-- Excerpt to read follows --

In these spaces we’ll be seeing;
- More agile furnishing options - desks/chairs/work benches used for different people/different tasks
- More flexible floor layouts so that spaces can be turned from meeting hubs to collaborative spaces
- More complex tech to support ‘mixed presence’ teams more effectively
- More food and eating options to make spaces more welcoming/homely
Workspaces will need to become more experiential; they’ll need to be highly rewarding, inviting and versatile to support the new expectations of a hybrid workforce.
And in answer to this FM teams will need to be more responsive, mobile and in constant communication with each other to ensure;
- Spaces are always clean and ready for use
- Agile furnishing is compliant and safe to use
- Tech is well maintained and secure
CAFM tools that can help teams communicate, co-ordinate and serve changing spaces quickly and efficiently will become a priority in this fast moving world.
2. How will we know if hybrid’s working? Where’s the data?
But the great hybrid working experiment has only just begun. For the first time many companies have invested significant money and resource in facilitating bold new working practices.
PWC has spent millions on VR headsets for staff to hold immersive virtual meetings for ‘mixed presence’ teams. HSBC has scrapped its executive floor in its Canary Wharf HQ to ask senior management to hot desk with the rest of their teams. Other companies are shifting to ‘hub and spoke’ office models, with smaller regional offices creating co-working spaces where workers can come to work without the grinding commute.
So, how will companies know if these reconfigured offices and changing practices are working?
If hybrid working is about to change the way our spaces are used we need the data to monitor its success and respond to changing needs.
Yet most businesses just don’t have this data at their finger-tips and without this how will businesses be able to tell:
- If repurposed workspaces are being used in expected ways?
- If they’re being serviced adequately?
- If assets and workspaces are under new stress?
- If assets are being moved around buildings?
CAFM systems can show us exactly these trends. Using FM software you can see where maintenance requests and costs are increasing by day and office type, as buildings are subject to new working rotas and constant reconfiguration.
It can help us keep track of assets, maintain their condition and ensure H&S compliance even as they are shifted around offices and to other locations.
3. How can FM’s lead from the front?
The perfect storm of leaps in digital collaborative tech and the forced closure of offices by Covid has accelerated the hybrid working revolution. It’s paving the way for some of the most radical changes to working practices since the computer first appeared in our workspaces a generation ago.
Now it seems the hybrid model may be the future for many of us, but it’s still a work in progress. Businesses are experimenting with new technology, new space layouts and new working practices to see what is most suitable and successful for them. We don’t know what the long term impact of these changes will be on working lives, productivity and the buildings we use. But businesses need the FM tools and data to implement the changes and measure its effects.

-- Excerpt to read concluded --

_What to do:_
a - Give the passage on hybrid working again from "It can help" to "from the front?", swapping "assets" for "equipment".
b - According to the passage on hybrid working, what did HSBC scrap in its Canary Wharf HQ?
c - Render this sentence from the passage on hybrid working in Spanish: "CAFM systems can show us exactly these trends."

-- Supplied information follows --

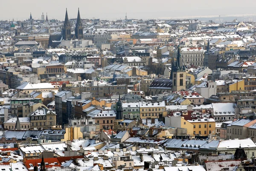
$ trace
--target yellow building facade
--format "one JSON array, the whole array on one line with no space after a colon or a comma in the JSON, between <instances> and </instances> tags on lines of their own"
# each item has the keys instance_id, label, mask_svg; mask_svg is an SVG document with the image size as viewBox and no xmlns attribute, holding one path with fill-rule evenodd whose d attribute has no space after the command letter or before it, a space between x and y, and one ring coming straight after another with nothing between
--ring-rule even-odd
<instances>
[{"instance_id":1,"label":"yellow building facade","mask_svg":"<svg viewBox=\"0 0 256 171\"><path fill-rule=\"evenodd\" d=\"M140 110L141 119L159 118L167 115L164 101L153 103L140 102Z\"/></svg>"},{"instance_id":2,"label":"yellow building facade","mask_svg":"<svg viewBox=\"0 0 256 171\"><path fill-rule=\"evenodd\" d=\"M66 133L64 134L64 139L61 141L67 142L73 139L78 139L83 138L83 133L80 131L80 127L72 127L66 128Z\"/></svg>"},{"instance_id":3,"label":"yellow building facade","mask_svg":"<svg viewBox=\"0 0 256 171\"><path fill-rule=\"evenodd\" d=\"M248 86L244 85L244 80L239 80L238 82L235 82L229 85L229 92L231 93L232 91L244 90L244 87L247 86Z\"/></svg>"},{"instance_id":4,"label":"yellow building facade","mask_svg":"<svg viewBox=\"0 0 256 171\"><path fill-rule=\"evenodd\" d=\"M193 134L199 136L208 136L208 135L215 135L215 121L213 119L198 119L188 121L193 125Z\"/></svg>"}]
</instances>

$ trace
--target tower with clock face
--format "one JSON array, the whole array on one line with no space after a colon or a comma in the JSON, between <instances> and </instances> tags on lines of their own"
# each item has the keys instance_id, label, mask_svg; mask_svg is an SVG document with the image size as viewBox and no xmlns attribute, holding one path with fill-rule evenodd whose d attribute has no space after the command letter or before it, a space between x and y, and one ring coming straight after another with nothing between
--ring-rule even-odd
<instances>
[{"instance_id":1,"label":"tower with clock face","mask_svg":"<svg viewBox=\"0 0 256 171\"><path fill-rule=\"evenodd\" d=\"M180 65L180 48L178 47L178 52L176 64L173 61L172 70L172 91L181 91L186 90L186 71L185 67ZM173 59L174 60L174 59Z\"/></svg>"}]
</instances>

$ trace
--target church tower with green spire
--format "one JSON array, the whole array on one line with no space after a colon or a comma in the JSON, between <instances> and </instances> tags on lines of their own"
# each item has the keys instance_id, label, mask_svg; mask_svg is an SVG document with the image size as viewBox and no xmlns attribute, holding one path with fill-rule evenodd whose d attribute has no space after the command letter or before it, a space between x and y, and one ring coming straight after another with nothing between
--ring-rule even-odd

-- Supplied information concluded --

_Task-by-task outputs:_
a -
It can help us keep track of equipment, maintain their condition and ensure H&S compliance even as they are shifted around offices and to other locations.
3. How can FM’s lead from the front?

b - Its executive floor.

c - Los sistemas CAFM pueden mostrarnos exactamente estas tendencias.